▶ [Consegna A] Riporta senza modifiche la parte del brano su fisco e privacy che inizia con "Il Garante tuttavia" e prosegue fino a "diritto di rettifica." incluso.
▶ [Consegna B] Trasforma in una tabella Markdown le voci, a partire dalla riga che contiene "Pick out the street" (inclusa) fino all'ultima riga delle voci compresa. Usa le colonne N. e Contenuto: N. riporta il numero progressivo, Contenuto il testo della riga. Salta le righe vuote.

▶ [Brano selezionato]
Privacy e dati fiscali al centro di un difficile bilanciamento

Un'analisi del difficile bilanciamento tra esigenze legate ai controlli fiscali e tutela dei dati personali: proporzionalità è la parola chiave

Privacy e dati fiscali al centro di un difficile bilanciamento

Fisco e privacy sono due concetti che fanno spesso difficoltà a conciliarsi tra loro.

I dati fiscali contenuti nelle fatture elettroniche possono essere comunque utilizzati dall’Amministrazione finanziaria per controlli e analisi del rischio nell’assolvimento delle funzioni di polizia economica e finanziaria.

Fisco e privacy: una difficile “conciliazione”

Già la legge di Bilancio del 2020 (L. 160/2019, art. 1, comma 682 e ss.) era del resto intervenuta sul tema, prevedendo, per l’Agenzia delle Entrate, la possibilità, “previa pseudonimizzazione dei dati personali”, di avvalersi delle banche dati di cui dispone, allo scopo di individuare criteri di rischio utili per far emergere posizioni da sottoporre a controllo.

Il Garante tuttavia aveva mostrato perplessità e il 12 novembre 2019 aveva depositato in Senato una memoria, in cui evidenziava che anche tali tipi di controlli anonimi potevano comunque violare la privacy.

La pseudonimizzazione, diceva il Garante, poteva non fornire idonee garanzie, in particolare laddove si fosse verificato che chi fosse stato sottoposto a controlli generati dall’algoritmo anonimo non avesse poi il diritto di rettifica.

In un tale contesto, il potenziale contrasto tra esigenze di controllo fiscale e contrasto all’evasione, da una parte, e tutela della privacy, dall’altra, dovrebbe dunque essere risolto alla luce del principio del bilanciamento di interessi contrapposti, per esempio, assicurandosi che i dati vengano sempre trattati con le garanzie e tutele necessarie.

Contrasto all’evasione e tutela della privacy richiedono un bilanciamento

La conservazione dei dati, rilevava già la Corte di Giustizia nella causa Digital Rights Ireland (CGUE 8 aprile 2014 – cause c-293/12 e c-594/12), non è idonea, peraltro, a pregiudicare, di per sé, il contenuto essenziale del diritto alla protezione dei dati personali.

Il discrimen da tenere in considerazione è dunque dato dal fatto che la suddetta ingerenza risponda ad un obiettivo di interesse generale.

▶ [Voci per localizzare oggetti indicati]

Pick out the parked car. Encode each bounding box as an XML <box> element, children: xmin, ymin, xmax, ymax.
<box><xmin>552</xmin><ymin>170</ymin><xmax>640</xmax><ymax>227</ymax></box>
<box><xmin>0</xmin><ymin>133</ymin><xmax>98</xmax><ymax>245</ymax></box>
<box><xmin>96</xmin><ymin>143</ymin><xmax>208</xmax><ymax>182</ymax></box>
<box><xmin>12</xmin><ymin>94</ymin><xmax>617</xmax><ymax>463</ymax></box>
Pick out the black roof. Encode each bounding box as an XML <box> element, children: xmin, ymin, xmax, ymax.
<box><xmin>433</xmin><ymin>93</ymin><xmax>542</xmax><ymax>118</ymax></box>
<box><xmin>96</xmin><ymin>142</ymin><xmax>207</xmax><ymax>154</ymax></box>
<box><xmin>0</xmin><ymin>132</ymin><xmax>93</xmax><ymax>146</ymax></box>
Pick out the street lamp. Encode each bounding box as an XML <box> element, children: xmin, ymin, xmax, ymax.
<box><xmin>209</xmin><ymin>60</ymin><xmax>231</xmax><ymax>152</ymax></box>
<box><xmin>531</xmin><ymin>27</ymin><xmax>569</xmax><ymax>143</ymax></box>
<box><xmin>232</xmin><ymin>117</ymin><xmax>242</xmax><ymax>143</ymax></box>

▶ [Soluzione completa A]
Il Garante tuttavia aveva mostrato perplessità e il 12 novembre 2019 aveva depositato in Senato una memoria, in cui evidenziava che anche tali tipi di controlli anonimi potevano comunque violare la privacy.

La pseudonimizzazione, diceva il Garante, poteva non fornire idonee garanzie, in particolare laddove si fosse verificato che chi fosse stato sottoposto a controlli generati dall’algoritmo anonimo non avesse poi il diritto di rettifica.

▶ [Soluzione completa B]
| N. | Contenuto |
|---|---|
| 1 | Pick out the street lamp. Encode each bounding box as an XML <box> element, children: xmin, ymin, xmax, ymax. |
| 2 | <box><xmin>209</xmin><ymin>60</ymin><xmax>231</xmax><ymax>152</ymax></box> |
| 3 | <box><xmin>531</xmin><ymin>27</ymin><xmax>569</xmax><ymax>143</ymax></box> |
| 4 | <box><xmin>232</xmin><ymin>117</ymin><xmax>242</xmax><ymax>143</ymax></box> |